Según el fragmento proporcionado, ¿en qué dirección de París se encontraba la librería de Sylvia Beach?

=== Fragmento proporcionado ===
####################

“En aquellos días escribe Hemingway en París era una fiesta no había dinero para comprar libros. Yo los tomaba prestados de Shakespeare and Company, que era la biblioteca circulante y librería de Sylvia Beach, en el 12 de la rue de l’Odeon. En una calle que el viento frío barría, era un lugar caldeado y alegre, con una gran estufa en invierno, mesas y estantes de libros […] y en las paredes fotos de escritores tanto muertos como vivos. Las fotos parecían todas instantáneas e incluso los escritores muertos parecían estar realmente en vida.”
Este verano fui al 12 de la rue de l’Odeon a hacerme una fotografía de esas que cuando esté muerto pareceré vivo. La verdad es que hasta este verano siempre había creído que esa librería nunca había cerrado y que por tanto la Shakespeare and Company que yo conocía, la que se halla a cuatro pasos de Notre Dame y es regentada por un mítico librero tuberculoso, era la misma que la de Sylvia Beach. Grandísimo equívoco, aunque la verdad es que, sospechar, siempre sospeché algo, pues en todas las ocasiones que había pasado por la falsa Shakespeare and Company me había parecido que algo no cuadraba y ese algo era la extraña ausencia de un balcón que había visto en fotografías de los años veinte: ese balcón de la primera planta del inmueble al que se encaramaba con frecuencia el músico George Antheil cuando perdía las llaves de su apartamento y entraba entonces por la ventana.
De la existencia de ese balcón también sabía por un libro de Noel Riley Fitch sobre Sylvia Beach y la generación perdida: “Cada vez que olvidaba la llave, George, ante el regocijo de los vecinos, trepaba hasta su balcón apoyándose en el letrero de Shakespeare and Company. Cuando venía alguien a la tienda preguntando por él, Sylvia salía a la puerta principal y le llamaba. En esa habitación, por la que le pagaba a Sylvia trescientos francos al mes, compuso su Quinteto, dos sonatas para violín, el celebérrimo Ballet Mécanique y otras piezas menores.”

####################

=== Información proporcionada ===

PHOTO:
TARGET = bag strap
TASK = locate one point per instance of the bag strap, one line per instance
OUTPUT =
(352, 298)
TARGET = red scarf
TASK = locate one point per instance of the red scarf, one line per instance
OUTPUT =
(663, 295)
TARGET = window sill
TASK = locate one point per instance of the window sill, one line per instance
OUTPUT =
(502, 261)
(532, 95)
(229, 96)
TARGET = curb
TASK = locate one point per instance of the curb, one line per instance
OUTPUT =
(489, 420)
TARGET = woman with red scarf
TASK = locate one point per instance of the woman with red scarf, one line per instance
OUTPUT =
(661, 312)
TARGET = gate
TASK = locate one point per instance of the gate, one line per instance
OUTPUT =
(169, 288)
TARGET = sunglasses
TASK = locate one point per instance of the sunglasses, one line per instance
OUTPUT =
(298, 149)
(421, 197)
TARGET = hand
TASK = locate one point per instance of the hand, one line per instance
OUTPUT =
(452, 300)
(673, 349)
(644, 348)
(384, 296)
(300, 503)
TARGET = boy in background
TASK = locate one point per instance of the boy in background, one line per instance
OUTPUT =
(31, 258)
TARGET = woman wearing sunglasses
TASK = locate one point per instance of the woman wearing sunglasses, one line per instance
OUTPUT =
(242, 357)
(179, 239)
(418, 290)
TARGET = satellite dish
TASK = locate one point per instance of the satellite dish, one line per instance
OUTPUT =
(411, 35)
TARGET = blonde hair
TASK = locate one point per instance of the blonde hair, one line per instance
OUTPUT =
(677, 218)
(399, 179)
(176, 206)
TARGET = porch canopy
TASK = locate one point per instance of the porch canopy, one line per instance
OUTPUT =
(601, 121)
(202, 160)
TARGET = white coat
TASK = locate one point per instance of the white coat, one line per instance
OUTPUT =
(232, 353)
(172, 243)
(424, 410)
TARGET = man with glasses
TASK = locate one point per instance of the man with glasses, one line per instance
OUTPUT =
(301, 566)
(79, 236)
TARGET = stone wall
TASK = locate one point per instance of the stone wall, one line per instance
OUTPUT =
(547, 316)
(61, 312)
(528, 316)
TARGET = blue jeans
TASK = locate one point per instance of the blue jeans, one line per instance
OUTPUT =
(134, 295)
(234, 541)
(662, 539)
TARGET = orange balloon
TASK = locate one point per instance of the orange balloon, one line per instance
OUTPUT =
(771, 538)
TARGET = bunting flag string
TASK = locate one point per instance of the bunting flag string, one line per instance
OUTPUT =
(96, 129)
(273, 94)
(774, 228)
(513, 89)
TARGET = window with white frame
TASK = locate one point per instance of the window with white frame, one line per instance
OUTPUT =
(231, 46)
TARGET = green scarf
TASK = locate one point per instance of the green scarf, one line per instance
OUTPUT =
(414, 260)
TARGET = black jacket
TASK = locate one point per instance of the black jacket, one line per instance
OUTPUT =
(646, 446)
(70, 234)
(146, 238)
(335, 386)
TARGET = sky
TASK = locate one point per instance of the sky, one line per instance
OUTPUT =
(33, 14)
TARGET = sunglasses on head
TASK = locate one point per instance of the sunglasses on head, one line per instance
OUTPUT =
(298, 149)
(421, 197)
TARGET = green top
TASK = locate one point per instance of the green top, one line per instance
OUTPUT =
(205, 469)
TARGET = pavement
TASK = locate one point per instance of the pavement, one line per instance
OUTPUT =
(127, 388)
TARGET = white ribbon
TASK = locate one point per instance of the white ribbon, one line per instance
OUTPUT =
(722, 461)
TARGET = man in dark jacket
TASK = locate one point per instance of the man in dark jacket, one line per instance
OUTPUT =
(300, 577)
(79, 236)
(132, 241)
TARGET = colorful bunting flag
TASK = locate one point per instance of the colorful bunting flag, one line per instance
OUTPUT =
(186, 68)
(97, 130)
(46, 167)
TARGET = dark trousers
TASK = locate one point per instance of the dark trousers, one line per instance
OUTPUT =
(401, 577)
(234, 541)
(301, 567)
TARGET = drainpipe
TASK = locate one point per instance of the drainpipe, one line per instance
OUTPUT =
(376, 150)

####################

=== Respuesta escrita ===
En el 12 de la rue de l’Odeon.